-- BEGIN Extracted entries --

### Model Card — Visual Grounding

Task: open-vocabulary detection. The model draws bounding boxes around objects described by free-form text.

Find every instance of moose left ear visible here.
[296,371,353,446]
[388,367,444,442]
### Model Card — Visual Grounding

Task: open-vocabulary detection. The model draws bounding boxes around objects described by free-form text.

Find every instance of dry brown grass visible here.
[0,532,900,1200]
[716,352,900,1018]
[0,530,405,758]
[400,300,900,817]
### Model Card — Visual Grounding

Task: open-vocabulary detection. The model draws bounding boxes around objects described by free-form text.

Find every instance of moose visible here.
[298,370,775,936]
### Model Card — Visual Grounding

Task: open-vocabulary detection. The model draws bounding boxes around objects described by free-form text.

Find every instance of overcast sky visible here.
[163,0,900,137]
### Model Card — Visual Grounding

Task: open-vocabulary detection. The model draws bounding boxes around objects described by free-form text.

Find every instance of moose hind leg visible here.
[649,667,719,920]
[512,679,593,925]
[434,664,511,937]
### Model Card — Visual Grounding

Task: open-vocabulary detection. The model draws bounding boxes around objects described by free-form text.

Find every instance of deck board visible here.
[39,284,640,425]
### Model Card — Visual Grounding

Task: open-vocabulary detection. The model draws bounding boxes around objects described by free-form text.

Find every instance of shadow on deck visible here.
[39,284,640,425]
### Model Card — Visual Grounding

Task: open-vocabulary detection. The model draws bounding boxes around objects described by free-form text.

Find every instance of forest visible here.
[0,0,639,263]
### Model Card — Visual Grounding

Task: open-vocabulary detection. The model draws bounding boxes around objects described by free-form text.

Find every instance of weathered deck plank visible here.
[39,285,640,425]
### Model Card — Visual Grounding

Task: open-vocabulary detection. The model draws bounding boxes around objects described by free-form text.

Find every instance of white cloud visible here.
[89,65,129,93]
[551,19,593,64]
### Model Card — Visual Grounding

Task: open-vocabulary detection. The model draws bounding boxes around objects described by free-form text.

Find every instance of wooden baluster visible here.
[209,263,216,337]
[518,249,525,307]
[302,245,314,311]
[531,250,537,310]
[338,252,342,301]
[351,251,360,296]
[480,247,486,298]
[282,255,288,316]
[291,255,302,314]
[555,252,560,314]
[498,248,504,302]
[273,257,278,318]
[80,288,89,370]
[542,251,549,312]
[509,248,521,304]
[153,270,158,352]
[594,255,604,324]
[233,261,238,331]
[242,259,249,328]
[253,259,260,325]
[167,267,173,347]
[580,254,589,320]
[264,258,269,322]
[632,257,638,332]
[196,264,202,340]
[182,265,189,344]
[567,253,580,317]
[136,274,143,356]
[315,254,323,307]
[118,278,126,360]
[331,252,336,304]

-- END Extracted entries --

== Stated task ==
Copy out the lines from the beginning of the rows above through the line containing "[388,367,444,442]", both ends included, keeping the text lines as they are. Multiply each bounding-box coordinate in the answers by 2.6 and round to whole numbers, rounding halves up.

== Output below ==
### Model Card — Visual Grounding

Task: open-vocabulary detection. The model draws bounding boxes around objects described by free-form text.

Find every instance of moose left ear visible here.
[770,965,918,1160]
[1009,954,1154,1149]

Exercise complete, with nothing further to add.